2008-11-17

What's allowed in a URI?

Java 1.4 introduced the java.net.URI which provides RFC 2936-compliant URI handling. I thought I should try to fix Jing and Trang to use this. So I've been looking through all the relevant specs to figure out to what extent I can leave things to java.net.URI.

It's convenient to begin with XLink.  Section 5.4 requires the value of the href attribute to be a URI reference after certain characters that are disallowed by RFC 2396 are escaped. These are described as

all non-ASCII characters, plus the excluded characters listed in Section 2.4 of IETF RFC 2396, except for the number sign (#) and percent sign (%) and the square bracket characters re-allowed in IETF RFC 2732

If we look at 2.4.3 of RFC 2396 (why does XLink reference section 2.4 rather than 2.4.3?), we see the following sets of characters excluded:

  • control     = <US-ASCII coded characters 00-1F and 7F hexadecimal>
  • space       = <US-ASCII coded character 20 hexadecimal>
  • delims      = "<" | ">" | "#" | "%" | <">
  • unwise     = "{" | "}" | "|" | "\" | "^" | "[" | "]" | "`"

Section 3 of RFC 2732 (which modifies RFC 2396 to handle IPv6 addresses)  does indeed allow square brackets by removing them from the 'unwise' set.

Putting these all together, we can distinguish the following categories of characters that are allowed by XLink but not allowed by RFC 2396/RFC 2732

  1. C0 control characters (#x00 - #x1F); of these only #x9, #xA and #xD are allowed in XML documents
  2. space (#x20)
  3. disallowed ASCII graphic characters, specifically: <>"{}|\^`
  4. delete (#x7F)
  5. non-ASCII Unicode characters, excluding surrogates #x80-#xD7FF, #xE000-#x10FFFF (XML does not allow #xFFFE and #xFFFF)

Looking at the various XML-related specs, things seem to be nicely aligned:

XSLT 1.0 just references RFC 2396 and doesn't say anything about escaping (as regards xsl:include and xsl:import). That seems like a bug to me.  Erratum E39 adds the following to the first paragraph of the spec:

For convenience, XML 1.0 and XML Names 1.0 references are usually used. Thus, URI references are also used though IRI may also be supported. In some cases, the XML 1.0 and XML 1.1 definitions may be exactly the same.

This seems to be intended to extend it to allow IRIs, though it seems like a bit of a hack: there's no reference to the IRI spec, and I don't see how it's "Thus, ". In any case, XSLT 2.0 gets it right: it references xs:anyURI.

**REQUIRED TASK**:
Copy out the URI article again, beginning at the words "Section 3 of" and stopping after "4. delete (#x7F)", and switch "characters" to "code points" throughout that stretch.

**RAW DATA**:
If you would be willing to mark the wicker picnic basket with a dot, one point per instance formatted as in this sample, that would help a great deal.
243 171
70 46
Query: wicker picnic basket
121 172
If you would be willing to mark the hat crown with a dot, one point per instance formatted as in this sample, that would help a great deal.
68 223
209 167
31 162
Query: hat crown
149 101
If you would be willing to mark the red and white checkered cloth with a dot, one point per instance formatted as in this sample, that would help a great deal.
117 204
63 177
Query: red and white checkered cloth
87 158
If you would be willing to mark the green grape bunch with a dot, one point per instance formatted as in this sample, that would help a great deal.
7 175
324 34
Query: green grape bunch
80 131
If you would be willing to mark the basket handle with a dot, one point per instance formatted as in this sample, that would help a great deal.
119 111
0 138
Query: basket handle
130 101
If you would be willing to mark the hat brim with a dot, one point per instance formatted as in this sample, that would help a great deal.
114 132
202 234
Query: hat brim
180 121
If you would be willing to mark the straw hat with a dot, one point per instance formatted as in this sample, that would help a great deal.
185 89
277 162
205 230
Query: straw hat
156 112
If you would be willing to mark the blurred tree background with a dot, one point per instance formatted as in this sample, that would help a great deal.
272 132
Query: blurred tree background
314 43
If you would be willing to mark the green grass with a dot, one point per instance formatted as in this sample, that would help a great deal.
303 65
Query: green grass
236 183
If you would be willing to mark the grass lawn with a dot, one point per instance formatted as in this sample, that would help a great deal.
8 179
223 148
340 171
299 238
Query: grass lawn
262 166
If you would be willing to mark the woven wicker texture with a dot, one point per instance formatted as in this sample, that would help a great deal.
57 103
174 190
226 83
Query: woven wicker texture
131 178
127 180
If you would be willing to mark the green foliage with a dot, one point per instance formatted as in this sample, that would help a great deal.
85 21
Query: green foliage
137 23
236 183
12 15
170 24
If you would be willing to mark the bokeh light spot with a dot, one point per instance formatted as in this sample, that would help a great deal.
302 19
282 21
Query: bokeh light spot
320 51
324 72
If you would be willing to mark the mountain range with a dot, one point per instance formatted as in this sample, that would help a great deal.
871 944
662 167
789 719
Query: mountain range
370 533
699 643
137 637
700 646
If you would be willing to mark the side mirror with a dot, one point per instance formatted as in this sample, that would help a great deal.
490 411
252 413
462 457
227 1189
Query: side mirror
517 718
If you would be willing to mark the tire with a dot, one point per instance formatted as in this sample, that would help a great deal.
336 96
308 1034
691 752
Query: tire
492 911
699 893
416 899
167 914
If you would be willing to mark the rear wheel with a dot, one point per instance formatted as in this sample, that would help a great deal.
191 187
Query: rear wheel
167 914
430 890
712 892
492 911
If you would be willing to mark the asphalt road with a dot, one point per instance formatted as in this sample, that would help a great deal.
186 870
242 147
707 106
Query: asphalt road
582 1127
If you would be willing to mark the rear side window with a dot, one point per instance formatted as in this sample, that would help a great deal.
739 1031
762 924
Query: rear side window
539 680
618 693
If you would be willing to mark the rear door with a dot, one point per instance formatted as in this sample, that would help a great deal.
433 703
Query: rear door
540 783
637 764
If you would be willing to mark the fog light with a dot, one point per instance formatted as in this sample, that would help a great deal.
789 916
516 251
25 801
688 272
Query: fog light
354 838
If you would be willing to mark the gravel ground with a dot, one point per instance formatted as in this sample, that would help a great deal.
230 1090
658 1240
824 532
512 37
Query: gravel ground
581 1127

**EXPECTED ANSWER**:
Section 3 of RFC 2732 (which modifies RFC 2396 to handle IPv6 addresses)  does indeed allow square brackets by removing them from the 'unwise' set.

Putting these all together, we can distinguish the following categories of code points that are allowed by XLink but not allowed by RFC 2396/RFC 2732

  1. C0 control code points (#x00 - #x1F); of these only #x9, #xA and #xD are allowed in XML documents
  2. space (#x20)
  3. disallowed ASCII graphic code points, specifically: <>"{}|\^`
  4. delete (#x7F)